__WORK TO BE COMPLETED__:
From the entries that follow, list every line in which the string "item" appears.

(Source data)
=====

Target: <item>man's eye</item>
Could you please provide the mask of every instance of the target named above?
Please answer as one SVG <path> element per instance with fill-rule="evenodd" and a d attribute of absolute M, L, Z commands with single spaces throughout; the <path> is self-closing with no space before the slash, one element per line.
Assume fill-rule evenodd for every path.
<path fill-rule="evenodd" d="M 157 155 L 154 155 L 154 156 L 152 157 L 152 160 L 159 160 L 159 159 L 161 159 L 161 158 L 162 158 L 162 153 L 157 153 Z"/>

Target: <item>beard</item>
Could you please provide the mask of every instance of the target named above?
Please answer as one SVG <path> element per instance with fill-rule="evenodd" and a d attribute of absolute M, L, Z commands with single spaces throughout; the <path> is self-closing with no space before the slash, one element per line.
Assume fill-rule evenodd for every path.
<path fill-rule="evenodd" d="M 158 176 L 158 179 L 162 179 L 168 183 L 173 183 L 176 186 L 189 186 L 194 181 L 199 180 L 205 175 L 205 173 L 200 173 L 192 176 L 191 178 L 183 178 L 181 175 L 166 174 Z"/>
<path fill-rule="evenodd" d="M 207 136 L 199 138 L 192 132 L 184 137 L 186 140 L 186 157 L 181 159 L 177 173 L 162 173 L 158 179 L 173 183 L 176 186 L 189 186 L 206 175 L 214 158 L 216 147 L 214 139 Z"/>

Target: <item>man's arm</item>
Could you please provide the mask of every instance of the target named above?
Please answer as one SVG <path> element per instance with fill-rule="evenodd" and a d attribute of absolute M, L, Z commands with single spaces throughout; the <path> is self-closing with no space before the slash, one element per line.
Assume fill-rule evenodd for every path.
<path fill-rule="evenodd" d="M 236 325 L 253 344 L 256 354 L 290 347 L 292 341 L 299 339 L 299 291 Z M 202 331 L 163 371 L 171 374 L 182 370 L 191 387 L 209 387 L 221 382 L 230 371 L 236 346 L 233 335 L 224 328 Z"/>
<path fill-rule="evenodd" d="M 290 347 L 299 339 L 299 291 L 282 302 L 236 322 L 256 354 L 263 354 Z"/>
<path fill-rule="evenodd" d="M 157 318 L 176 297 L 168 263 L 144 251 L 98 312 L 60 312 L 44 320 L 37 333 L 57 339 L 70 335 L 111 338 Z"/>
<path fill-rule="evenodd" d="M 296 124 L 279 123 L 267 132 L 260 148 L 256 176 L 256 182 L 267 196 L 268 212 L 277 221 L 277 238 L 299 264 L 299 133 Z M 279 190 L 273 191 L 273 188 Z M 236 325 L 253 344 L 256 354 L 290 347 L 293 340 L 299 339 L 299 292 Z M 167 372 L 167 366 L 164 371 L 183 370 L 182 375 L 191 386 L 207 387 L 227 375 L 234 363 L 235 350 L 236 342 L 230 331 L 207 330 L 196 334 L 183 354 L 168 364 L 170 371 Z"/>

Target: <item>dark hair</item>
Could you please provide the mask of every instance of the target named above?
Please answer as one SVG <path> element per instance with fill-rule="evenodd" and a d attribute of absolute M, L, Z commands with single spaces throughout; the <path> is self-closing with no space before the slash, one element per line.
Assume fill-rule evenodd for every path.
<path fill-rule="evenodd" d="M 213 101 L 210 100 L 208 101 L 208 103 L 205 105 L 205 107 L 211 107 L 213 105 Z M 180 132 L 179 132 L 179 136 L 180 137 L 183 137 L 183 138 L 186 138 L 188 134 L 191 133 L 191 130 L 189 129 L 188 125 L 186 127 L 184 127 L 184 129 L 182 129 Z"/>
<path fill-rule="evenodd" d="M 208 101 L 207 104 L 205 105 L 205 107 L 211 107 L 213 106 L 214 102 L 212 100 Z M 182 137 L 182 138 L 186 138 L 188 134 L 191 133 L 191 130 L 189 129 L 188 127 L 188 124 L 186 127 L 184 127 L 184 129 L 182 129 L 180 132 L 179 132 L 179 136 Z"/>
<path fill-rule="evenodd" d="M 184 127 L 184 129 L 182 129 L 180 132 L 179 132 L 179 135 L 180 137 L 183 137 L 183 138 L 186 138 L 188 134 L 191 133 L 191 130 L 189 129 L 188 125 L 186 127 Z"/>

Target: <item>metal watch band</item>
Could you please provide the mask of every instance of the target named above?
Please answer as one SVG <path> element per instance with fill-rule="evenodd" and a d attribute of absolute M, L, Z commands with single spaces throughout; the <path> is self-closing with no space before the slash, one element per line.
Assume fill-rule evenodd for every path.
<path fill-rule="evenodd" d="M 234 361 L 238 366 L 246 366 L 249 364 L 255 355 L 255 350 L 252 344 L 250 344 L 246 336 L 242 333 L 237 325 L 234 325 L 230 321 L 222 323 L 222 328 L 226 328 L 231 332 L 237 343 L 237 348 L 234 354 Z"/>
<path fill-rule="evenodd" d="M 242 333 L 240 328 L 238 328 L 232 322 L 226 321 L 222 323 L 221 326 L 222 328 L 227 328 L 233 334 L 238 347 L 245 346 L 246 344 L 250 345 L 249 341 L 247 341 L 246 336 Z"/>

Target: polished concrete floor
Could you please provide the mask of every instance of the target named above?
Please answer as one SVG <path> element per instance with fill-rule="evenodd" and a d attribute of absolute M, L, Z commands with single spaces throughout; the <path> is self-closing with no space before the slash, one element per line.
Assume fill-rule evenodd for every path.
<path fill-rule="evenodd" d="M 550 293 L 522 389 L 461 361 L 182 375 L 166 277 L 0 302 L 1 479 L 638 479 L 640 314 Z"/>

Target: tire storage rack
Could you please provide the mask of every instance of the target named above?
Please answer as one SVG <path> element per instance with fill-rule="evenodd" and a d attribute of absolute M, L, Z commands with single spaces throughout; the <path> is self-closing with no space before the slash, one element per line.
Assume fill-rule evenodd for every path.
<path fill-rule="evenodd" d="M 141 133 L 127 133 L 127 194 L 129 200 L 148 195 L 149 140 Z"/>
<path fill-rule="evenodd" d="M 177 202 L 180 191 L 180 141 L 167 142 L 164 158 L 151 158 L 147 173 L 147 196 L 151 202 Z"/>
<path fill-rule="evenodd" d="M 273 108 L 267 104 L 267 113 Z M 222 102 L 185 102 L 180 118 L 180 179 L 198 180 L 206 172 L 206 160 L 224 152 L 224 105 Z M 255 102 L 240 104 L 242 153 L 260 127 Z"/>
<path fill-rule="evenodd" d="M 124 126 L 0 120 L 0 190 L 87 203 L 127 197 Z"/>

=====

__RESPONSE__:
Target: <item>man's eye</item>
Target: <item>beard</item>
Target: <item>man's arm</item>
Target: <item>dark hair</item>
Target: <item>metal watch band</item>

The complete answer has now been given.